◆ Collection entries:
┄┄┄┄┄┄┄┄┄┄┄┄┄┄┄┄┄┄┄┄
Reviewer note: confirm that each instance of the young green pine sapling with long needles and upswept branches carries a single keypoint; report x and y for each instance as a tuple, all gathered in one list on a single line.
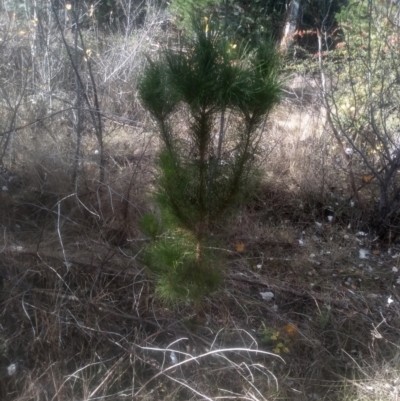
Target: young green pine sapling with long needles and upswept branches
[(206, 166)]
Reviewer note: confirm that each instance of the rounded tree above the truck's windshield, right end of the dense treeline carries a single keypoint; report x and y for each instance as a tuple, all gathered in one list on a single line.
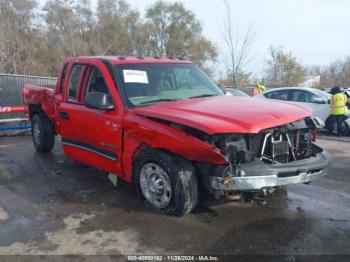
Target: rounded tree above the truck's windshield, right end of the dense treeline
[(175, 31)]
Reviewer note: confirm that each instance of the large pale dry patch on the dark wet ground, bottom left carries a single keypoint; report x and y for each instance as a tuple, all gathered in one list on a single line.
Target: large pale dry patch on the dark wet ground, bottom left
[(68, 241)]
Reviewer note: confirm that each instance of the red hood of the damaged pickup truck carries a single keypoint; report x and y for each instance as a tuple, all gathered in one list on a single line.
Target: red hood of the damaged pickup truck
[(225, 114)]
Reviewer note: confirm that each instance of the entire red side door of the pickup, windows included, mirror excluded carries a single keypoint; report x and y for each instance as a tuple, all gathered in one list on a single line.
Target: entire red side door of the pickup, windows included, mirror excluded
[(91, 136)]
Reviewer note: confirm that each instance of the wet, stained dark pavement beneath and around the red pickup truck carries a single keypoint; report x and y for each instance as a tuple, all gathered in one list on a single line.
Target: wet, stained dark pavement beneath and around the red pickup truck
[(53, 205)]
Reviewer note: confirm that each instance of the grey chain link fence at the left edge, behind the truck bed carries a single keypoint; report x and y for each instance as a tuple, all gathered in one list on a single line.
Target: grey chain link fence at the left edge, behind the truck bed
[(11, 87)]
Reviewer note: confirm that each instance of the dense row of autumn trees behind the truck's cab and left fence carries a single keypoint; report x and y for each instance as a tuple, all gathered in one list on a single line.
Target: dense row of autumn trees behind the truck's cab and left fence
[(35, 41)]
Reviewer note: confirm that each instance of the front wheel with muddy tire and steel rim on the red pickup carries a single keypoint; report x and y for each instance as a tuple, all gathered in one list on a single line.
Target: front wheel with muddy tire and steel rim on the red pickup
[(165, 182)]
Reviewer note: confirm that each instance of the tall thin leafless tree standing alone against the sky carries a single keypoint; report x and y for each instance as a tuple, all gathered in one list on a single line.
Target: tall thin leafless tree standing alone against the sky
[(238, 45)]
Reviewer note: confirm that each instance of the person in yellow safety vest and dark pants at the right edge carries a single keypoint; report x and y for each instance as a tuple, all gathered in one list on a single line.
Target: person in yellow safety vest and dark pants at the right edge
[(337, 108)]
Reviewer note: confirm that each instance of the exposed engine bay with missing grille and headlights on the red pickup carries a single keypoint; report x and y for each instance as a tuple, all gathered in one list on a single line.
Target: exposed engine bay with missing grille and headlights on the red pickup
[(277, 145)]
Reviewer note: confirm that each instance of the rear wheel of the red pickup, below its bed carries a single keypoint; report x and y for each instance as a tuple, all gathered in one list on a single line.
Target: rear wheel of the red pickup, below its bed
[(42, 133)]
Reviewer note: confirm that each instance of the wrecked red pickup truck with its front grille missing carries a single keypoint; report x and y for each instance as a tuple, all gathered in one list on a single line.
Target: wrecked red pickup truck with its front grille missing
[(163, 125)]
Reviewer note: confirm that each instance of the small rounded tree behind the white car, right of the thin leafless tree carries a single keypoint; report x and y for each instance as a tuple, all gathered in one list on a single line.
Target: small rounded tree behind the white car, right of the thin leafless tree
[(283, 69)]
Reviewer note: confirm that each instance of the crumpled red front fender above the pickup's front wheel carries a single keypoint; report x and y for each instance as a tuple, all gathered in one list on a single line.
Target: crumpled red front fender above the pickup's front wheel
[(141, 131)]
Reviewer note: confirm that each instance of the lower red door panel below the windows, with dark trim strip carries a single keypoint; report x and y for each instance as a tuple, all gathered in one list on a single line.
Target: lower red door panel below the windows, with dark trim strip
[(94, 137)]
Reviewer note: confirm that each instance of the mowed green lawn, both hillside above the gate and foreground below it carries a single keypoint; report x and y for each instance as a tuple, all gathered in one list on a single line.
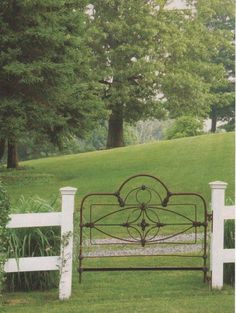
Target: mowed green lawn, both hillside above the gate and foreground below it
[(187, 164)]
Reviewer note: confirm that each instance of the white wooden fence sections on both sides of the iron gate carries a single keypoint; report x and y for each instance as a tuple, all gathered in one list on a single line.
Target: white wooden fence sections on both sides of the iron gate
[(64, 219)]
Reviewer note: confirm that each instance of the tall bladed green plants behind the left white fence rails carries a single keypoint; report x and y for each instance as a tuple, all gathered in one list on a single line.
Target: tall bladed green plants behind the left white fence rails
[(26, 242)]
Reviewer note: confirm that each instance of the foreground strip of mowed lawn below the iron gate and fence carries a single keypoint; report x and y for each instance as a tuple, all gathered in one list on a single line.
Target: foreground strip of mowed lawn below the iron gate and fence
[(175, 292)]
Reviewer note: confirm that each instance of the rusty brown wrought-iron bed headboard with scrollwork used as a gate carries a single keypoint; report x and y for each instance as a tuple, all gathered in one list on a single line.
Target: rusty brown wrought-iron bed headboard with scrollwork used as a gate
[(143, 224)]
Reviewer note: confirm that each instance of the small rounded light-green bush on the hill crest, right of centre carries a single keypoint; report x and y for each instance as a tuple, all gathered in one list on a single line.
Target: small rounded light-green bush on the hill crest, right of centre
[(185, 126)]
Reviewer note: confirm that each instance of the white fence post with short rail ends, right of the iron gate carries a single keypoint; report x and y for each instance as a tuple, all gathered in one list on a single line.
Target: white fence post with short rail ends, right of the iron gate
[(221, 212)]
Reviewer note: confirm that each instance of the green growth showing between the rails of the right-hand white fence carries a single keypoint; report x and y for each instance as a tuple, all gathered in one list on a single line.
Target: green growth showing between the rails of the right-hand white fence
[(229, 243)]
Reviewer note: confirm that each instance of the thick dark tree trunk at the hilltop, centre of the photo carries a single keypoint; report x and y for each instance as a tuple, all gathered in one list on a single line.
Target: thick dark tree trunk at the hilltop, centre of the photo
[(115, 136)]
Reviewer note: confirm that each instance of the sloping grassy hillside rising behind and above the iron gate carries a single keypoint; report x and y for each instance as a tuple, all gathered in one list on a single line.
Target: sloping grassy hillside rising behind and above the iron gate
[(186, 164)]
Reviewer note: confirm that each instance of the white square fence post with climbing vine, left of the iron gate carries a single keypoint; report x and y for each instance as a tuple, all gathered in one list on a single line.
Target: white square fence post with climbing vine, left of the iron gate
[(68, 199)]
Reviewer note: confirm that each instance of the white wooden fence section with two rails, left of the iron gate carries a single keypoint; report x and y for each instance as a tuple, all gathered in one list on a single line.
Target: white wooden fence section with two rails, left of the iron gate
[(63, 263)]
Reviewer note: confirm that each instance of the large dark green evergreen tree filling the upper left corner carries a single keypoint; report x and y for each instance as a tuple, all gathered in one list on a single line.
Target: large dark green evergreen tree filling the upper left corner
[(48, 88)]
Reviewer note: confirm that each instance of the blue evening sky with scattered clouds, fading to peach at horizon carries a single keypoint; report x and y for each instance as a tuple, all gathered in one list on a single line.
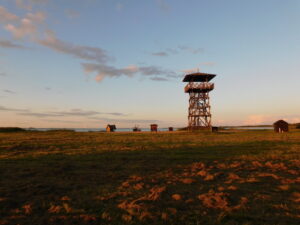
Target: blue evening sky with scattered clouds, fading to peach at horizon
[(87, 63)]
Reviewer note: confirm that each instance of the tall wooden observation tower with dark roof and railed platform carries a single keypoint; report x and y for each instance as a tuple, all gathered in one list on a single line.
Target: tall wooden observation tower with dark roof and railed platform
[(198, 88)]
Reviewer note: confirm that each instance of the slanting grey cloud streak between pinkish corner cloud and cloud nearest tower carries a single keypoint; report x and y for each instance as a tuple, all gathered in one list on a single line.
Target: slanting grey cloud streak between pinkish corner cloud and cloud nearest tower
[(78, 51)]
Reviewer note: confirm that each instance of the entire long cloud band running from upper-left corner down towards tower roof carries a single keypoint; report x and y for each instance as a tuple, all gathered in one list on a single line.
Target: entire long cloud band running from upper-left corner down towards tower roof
┄┄┄┄┄┄┄┄┄┄┄┄┄┄┄┄┄┄┄┄
◆ EXERCISE DIRECTIONS: Return each line in the records that holds the string "towards".

◆ OUTPUT OF THE TASK:
Reviewer note: confirm that each instance of the entire long cloud band running from upper-left corner down towards tower roof carries a single keypoint; report x and y for each instance as a tuple, all gathered in one list on a single line.
Target: entire long cloud band running from upper-left corner down towards tower roof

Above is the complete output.